▸ Article
>>>>>

Article paru dans L’Ecole Syndicaliste n°331

Journal national du SNUDI FO , octobre 2003

 

Redoublement au CP et dédoublement des CP : la face cachée

 

Parmi ses nombreuses déclarations de rentrée, le ministre de l’Education nationale, M FERRY, a indiqué qu’il voulait « ouvrir une réflexion sur l’évaluation et le redoublement » en primaire en particulier au CP.

Car, a-t-il ajouté, « un redoublement très précoce est moins traumatisant pour les enfants » tandis que « créer un CM3 ne (lui) paraît pas une bonne idée. ».

 

S’il s’agit de faire en sorte que les enseignants aient à nouveau leur mot à dire sur ce qui est souhaitable pour les élèves de CP qui ne maîtrisent pas les bases de la lecture à la fin de cette classe, soit. Enfin, le mot « redoublement » ne serait plus un gros mot.

 

Pourtant, au-delà des déclarations d’intention, il faudrait peut-être que notre philosophe de ministre se pose la question de savoir pourquoi autant d’enfants ne maîtrisent pas la lecture en fin de CP.

 

 

Et, pour lui faire gagner du temps, nous allons lui suggérer quelques réponses.

 

La remise en cause de la préscolarisation en maternelle des enfants de 2 ans (voire 3 ans) pour des raisons budgétaires, n’handicapent-elle pas les enfants, notamment les plus défavorisés ?

La liquidation de l’AIS permettant une prise en charge personnalisée des enfants en difficulté ne fait-elle pas, elle aussi, partie des causes de « l’illettrisme » ?

 

Pour remédier à cela, M Ferry a décidé de dédoubler 3 500 classes de CP.

On pourrait considérer qu’il s’agit d’un début et d’une volonté de prendre le problème à bras le corps.

 

Encore faut-il examiner dans quelles conditions se déroule cette opération.

 

            500 CP dédoublés à temps plein. Où a-t-on trouvé ces 500 postes alors que tout le monde sait qu’à la rentrée, seulement 1 000 postes ont été créés pour 40 000 élèves supplémentaires ? En réalité, et les informations des sections départementales le démontrent, on a déshabillé Pierre pour habiller Paul.

 

            1 500 classes dédoublées pendant les séances d’apprentissage de la lecture. Avec quels enseignants ?

 

            1 500 classes aidées par des assistants d’éducation. Que vont-ils faire précisément ? Personne ne le sait….

<<<<<

▸ Détails de l'exercice
Poursuivez l'article sur le redoublement et le dédoublement des CP au point où il s'arrête. Le matériel placé après l'article est indépendant de celui-ci.

▸ Données brutes
>>>>>

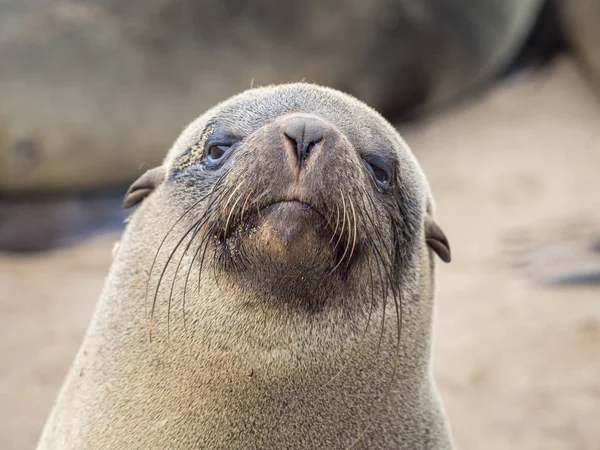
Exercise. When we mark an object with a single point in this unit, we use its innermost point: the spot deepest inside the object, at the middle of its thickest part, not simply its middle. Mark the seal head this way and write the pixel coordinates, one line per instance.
(284, 255)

<<<<<

▸ Résultat final
 

Finalement le plan de M Ferry ressemble à s’y méprendre à un cautère sur une jambe de bois.

 

 

 

Les conséquences concrètes du dispositif de dédoublement des CP

 

Parmi les informations qui nous remontent des départements, citons des exemples :

 

Dans les Landes, seuls 33 CP sont concernés et à quel prix !

5 CP à effectifs réduits (de 10 à 17) choisis dans les écoles qui ont accepté de surcharger les autres classes,

12 CP dans lesquels on demande aux personnels des RASED (principalement maîtres E) de venir intervenir avec le maître sur un certain volume horaire (délaissant ainsi les missions qu’ils assuraient auprès des élèves en difficulté des autres classes),

16 CP pour les quels on organise la présence systématique d’un AE (il en reste encore) ou d’un assistant d’éducation pour seconder le maître.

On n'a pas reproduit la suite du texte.